BEGIN The data
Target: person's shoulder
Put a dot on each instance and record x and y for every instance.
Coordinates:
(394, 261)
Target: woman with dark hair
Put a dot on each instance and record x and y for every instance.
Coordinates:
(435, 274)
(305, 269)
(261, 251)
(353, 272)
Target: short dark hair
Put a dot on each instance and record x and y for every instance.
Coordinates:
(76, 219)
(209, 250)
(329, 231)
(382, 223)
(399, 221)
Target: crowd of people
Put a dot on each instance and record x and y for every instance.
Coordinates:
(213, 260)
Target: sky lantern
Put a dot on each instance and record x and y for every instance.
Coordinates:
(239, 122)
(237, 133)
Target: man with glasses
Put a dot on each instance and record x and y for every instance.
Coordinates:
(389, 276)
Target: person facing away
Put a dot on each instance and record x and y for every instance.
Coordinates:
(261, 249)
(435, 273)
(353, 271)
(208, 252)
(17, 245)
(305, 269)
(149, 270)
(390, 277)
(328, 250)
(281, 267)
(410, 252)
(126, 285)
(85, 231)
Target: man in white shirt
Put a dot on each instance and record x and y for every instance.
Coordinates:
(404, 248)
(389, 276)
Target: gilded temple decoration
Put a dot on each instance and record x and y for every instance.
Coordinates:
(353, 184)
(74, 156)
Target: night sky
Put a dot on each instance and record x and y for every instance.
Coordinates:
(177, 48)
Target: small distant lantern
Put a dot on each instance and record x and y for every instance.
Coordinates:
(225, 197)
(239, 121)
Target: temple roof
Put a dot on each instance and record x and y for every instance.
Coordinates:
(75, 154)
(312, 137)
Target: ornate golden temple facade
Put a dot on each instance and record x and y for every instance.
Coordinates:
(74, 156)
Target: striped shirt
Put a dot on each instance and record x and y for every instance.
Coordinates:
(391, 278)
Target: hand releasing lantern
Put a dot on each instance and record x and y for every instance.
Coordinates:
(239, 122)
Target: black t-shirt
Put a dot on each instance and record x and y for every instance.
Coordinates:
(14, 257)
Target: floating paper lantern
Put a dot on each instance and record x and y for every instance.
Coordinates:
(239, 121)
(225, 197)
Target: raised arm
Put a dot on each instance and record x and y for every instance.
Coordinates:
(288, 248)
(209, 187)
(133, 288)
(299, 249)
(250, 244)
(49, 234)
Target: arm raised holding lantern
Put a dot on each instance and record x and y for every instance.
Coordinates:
END The data
Your assignment
Retype exactly the lines from the one containing "Target: small distant lantern" through the last line of the records above, including both.

Response to the task
Target: small distant lantern
Put a dot on each instance and record x and y for every instance.
Coordinates:
(225, 197)
(239, 121)
Target: temple roof
Put a dot on each instance and record x and y for every instance.
Coordinates:
(75, 154)
(312, 137)
Target: ornate golden temple facade
Put a dot on each instance and record x and y for every instance.
Coordinates:
(74, 156)
Target: striped shirt
Put a dot on each instance and record x and y for every instance.
Coordinates:
(391, 278)
Target: hand releasing lantern
Put a dot on each instance and record x and y for every instance.
Coordinates:
(239, 122)
Target: black t-shirt
Put a dot on each instance and record x and y for every instance.
Coordinates:
(14, 257)
Target: floating paper lantern
Put a dot on each instance and record x and y for every instance.
Coordinates:
(239, 121)
(225, 197)
Target: raised arm
Put a dot on each instance and record x and y for every instance.
Coordinates:
(288, 248)
(209, 187)
(133, 288)
(299, 249)
(250, 244)
(49, 234)
Target: arm raised holding lantern
Put a dot on each instance and record x and y for every instance.
Coordinates:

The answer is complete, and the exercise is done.